• **Stated goal**
Transcribe each of the entries below word for word, including every line that follows it, and omit the pictures from your answer.

• **Materials provided**
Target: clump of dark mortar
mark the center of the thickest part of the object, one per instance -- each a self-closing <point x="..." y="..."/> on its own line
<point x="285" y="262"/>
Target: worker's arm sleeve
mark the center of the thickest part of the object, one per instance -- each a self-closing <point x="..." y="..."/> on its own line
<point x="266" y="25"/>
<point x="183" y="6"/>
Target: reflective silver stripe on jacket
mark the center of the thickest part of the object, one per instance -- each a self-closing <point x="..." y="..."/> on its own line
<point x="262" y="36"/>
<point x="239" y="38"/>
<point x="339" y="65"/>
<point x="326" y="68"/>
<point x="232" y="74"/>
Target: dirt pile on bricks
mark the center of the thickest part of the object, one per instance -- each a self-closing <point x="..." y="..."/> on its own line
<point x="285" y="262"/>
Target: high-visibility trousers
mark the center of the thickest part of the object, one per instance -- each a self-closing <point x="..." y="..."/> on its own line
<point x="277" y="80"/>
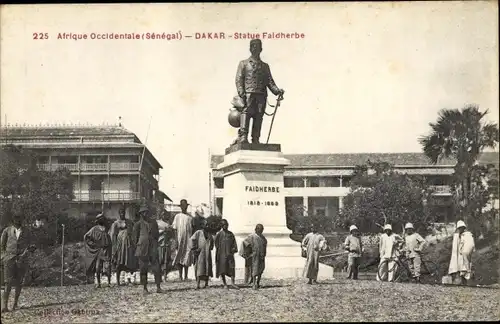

• **Response to the exercise**
Target: clump of dark mortar
mark the center of the thickest part of the object, one per instance -- each a self-closing <point x="..." y="..."/> on its own line
<point x="285" y="262"/>
Target: worker's arm sleeve
mark the center of the thickest part of the object, one per instance -- each a self-closing <point x="..." y="..."/> on its own line
<point x="266" y="25"/>
<point x="183" y="6"/>
Target: reflective silver stripe on jacket
mark the center of the thickest part of the object, one per instance -- each a self-closing <point x="..." y="..."/> on its own line
<point x="262" y="36"/>
<point x="239" y="38"/>
<point x="339" y="65"/>
<point x="326" y="68"/>
<point x="232" y="74"/>
Target: dirt pile on bricks
mark the center of the thickest part of the object, one per instance -- each a self-closing <point x="..." y="..."/> on its own line
<point x="285" y="262"/>
Target: high-visibility trousers
mark the center of the thickest part of the object, one per instance -- each a self-closing <point x="..." y="..."/> on its own line
<point x="277" y="80"/>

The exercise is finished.